## INFORMATION SUPPLIED
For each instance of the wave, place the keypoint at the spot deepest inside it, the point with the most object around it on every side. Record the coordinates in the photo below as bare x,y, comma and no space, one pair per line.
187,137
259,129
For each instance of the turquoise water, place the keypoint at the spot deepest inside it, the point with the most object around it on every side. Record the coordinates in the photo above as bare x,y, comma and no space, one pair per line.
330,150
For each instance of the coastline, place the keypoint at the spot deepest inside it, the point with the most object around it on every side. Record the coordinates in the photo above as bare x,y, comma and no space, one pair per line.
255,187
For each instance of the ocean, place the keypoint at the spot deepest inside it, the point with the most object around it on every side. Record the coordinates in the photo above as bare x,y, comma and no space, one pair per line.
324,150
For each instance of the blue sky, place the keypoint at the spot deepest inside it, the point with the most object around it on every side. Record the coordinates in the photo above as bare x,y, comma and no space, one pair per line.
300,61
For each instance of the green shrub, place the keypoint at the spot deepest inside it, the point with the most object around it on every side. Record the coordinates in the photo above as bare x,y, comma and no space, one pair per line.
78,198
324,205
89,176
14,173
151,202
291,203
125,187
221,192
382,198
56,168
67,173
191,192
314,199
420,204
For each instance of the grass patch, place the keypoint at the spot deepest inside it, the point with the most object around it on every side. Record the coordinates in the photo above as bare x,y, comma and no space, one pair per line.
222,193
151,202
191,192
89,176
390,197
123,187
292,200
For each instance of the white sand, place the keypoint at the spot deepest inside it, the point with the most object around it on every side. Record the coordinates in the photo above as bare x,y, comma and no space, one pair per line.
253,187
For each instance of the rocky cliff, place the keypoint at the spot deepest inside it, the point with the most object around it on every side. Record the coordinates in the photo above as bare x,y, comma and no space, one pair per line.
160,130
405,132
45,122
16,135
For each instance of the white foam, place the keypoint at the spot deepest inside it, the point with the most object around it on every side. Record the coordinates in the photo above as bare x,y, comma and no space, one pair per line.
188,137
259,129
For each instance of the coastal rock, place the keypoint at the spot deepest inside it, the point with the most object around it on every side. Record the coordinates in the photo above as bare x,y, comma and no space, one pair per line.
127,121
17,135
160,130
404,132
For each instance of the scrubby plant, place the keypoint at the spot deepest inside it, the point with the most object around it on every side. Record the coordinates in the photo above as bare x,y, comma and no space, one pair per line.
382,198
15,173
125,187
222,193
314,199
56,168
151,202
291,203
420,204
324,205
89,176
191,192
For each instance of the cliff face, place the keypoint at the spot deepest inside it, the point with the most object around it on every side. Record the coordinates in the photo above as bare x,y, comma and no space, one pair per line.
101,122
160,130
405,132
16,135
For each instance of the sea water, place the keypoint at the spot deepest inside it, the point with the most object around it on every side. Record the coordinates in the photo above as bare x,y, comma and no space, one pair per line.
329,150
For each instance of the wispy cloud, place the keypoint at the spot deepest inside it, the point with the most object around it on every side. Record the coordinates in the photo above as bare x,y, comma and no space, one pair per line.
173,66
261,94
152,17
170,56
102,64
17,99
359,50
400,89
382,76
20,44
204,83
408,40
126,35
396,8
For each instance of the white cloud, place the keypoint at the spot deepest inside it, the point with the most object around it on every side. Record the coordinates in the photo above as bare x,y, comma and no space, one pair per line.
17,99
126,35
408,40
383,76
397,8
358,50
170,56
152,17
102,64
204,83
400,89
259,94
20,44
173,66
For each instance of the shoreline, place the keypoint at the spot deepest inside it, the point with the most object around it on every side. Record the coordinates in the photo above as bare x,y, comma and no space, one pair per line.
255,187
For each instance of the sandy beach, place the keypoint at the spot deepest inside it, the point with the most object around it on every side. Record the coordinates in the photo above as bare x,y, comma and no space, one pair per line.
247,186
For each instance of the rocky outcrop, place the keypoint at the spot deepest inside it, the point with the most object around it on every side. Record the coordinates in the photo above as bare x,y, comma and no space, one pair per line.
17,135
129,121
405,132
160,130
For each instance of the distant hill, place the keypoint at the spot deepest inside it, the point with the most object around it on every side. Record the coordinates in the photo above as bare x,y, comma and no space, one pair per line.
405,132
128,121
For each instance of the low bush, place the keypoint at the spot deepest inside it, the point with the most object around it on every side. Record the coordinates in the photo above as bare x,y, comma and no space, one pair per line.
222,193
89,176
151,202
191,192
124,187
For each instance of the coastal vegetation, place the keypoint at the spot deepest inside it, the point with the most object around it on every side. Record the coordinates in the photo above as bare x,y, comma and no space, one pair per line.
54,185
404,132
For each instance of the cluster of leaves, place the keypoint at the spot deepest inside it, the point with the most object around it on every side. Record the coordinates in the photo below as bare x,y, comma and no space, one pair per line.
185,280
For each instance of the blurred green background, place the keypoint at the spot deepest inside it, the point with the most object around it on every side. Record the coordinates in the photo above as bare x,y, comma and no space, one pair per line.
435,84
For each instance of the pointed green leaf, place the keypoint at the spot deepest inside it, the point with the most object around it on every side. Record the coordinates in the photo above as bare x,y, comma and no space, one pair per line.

## TASK PROMPT
Retype all of the material above with every character intact.

## EXPECTED OUTPUT
For each instance of the wave, place the keypoint at the spot deepest inside it, the point with the most object around it on every side. Record the coordinates in the photo below as bare x,y, comma and no space, one pair per line.
187,137
259,129
For each instance of the turquoise water, place the keypoint at the spot deepest inside it, the point with the most object around it on every side. Record the coordinates in the photo above as bare x,y, comma and no space, one pair per line.
330,150
For each instance of the coastline, place the keypoint at the spot deepest inside it, the point with the most object around it on every side. Record the coordinates in the photo above as bare x,y, comma and no space, one pair per line.
255,187
For each instance of the ocean, place the keypoint at the spot deepest inside it, the point with the most object around it on every side. Record the coordinates in the photo above as bare x,y, comma and no space, one pair per line.
324,150
For each instance of the blue sky, place the keypoint at the spot deepest inside it, the point with the most object around it on every side. Record the coordinates in the photo above as bare x,y, comma and no space, one pair per line.
300,61
For each instance of the green shrub, place the keypoint at the spot deepest inside it, the point with the most object around it on every side. Record the coordinates in the photo above as bare x,y, comma and no space, one pair per line.
78,198
324,205
89,176
14,173
151,202
291,203
125,187
221,192
382,198
56,168
67,173
191,192
314,199
420,204
For each instance of the grass patch, place the keypoint at the spot deepest inside it, the point with the most object around it on every side. Record the coordinates in the photo above as bare x,y, comma and no space, one pair per line.
222,193
151,202
191,192
89,176
390,197
123,187
292,200
For each instance of the white sand, place the keypoint at the spot deepest inside it, the point with the most object around it on every side. Record the coordinates in the photo above as bare x,y, comma and no space, one pair per line.
253,187
For each instance of the rocky cliff, place the keypoint at the spot deepest inside it, the point with the most object around it on every side. Record the coordinates in the photo above as bare x,y, comma and no space, one pair per line.
160,130
405,132
45,122
16,135
For each instance of the white foam, place the keypoint at the spot deepest inside it, the point with the most object around it on every side. Record the coordinates in the photo above as bare x,y, comma and no space, one pair per line.
188,137
259,129
For each instance of the coastal rock, place the keypoint at the spot deepest inside it, the point with the most object around it on every side. Record the coordinates in the photo above as bare x,y, comma and no space, one pair per line.
127,121
17,135
160,130
404,132
For each instance of the scrubby plant, place the keypoint at the spot deepest inside it, the point with the most object around it on every side. Record the coordinates in the photo above as bare x,y, comma and no space, one pair per line.
382,198
15,173
125,187
222,193
314,199
56,168
151,202
291,203
420,204
324,205
89,176
191,192
For each instance of the cliff face, place the keypoint at the spot deepest inside it, the point with the most object around it on every side. Record the coordinates in the photo above as bare x,y, comma and no space, one pair per line.
101,122
160,130
405,132
16,135
For each instance of the sea water, place the keypoint at the spot deepest inside it, the point with the most object around it on every side. Record the coordinates in the photo above as bare x,y, comma and no space, one pair per line.
329,150
For each instance of the wispy cloud, place the keypoint at the spot deepest inside it, the point with the most object around it on every side. Record the coordinates in the photo above as bare x,y, comma and no space, one pair per line.
173,66
261,94
152,17
170,56
102,64
17,99
359,50
400,89
382,76
20,44
204,83
408,40
126,35
396,8
For each instance of the white cloud, place the keypoint at the spot deepest inside it, the point with the most object around it on every side. Record the coordinates in the photo above as bare x,y, comma and no space, one pair per line.
17,99
126,35
408,40
383,76
397,8
358,50
170,56
152,17
102,64
204,83
400,89
259,94
20,44
173,66
For each instance of the shoreline, place the keypoint at the spot deepest inside it, the point with the most object around it on every side. Record the coordinates in the photo above as bare x,y, comma and no space, one pair per line.
255,187
For each instance of the sandy beach, place the keypoint at the spot deepest inside it, the point with the most object around it on every side. Record the coordinates in the photo above as bare x,y, comma and no space, one pair per line.
247,186
For each instance of the rocky outcrop, place the keypoint at the spot deepest inside it, the point with the most object around it on every side. Record the coordinates in the photo above as bare x,y, comma and no space, one pair per line.
17,135
129,121
405,132
160,130
For each instance of the distant hill, place the keypoint at the spot deepest inside it, the point with the most object around it on every side. Record the coordinates in the photo above as bare x,y, comma and no space, one pair per line.
405,132
128,121
For each instance of the low bush, place the keypoint at the spot deepest inside it, the point with the most object around it on every side. Record the coordinates in the photo above as bare x,y, comma and no space, one pair per line.
222,193
89,176
151,202
191,192
124,187
For each instance of the coastal vegetation, place the keypoint at the spot deepest inside it, the point with the most object around it on every side. Record the coordinates in the photo above as bare x,y, comma and no space, one pair per line.
54,185
404,132
For each instance of the cluster of leaves, place the keypoint at the spot deepest inside it, the point with the most object around it on every side. Record the coordinates in the photo below as bare x,y, comma and no space, one pair per line.
185,280
For each instance of the blurred green background, place the keypoint at the spot deepest inside it, the point with the most object around it on every side. Record the coordinates in the photo above as bare x,y, comma and no space, one pair per line.
435,84
For each instance of the pointed green leaf, place the keypoint at the spot deepest inside it, the point with the most object around it on every side. Record the coordinates in the photo above as bare x,y, comma and no space, one pair per line.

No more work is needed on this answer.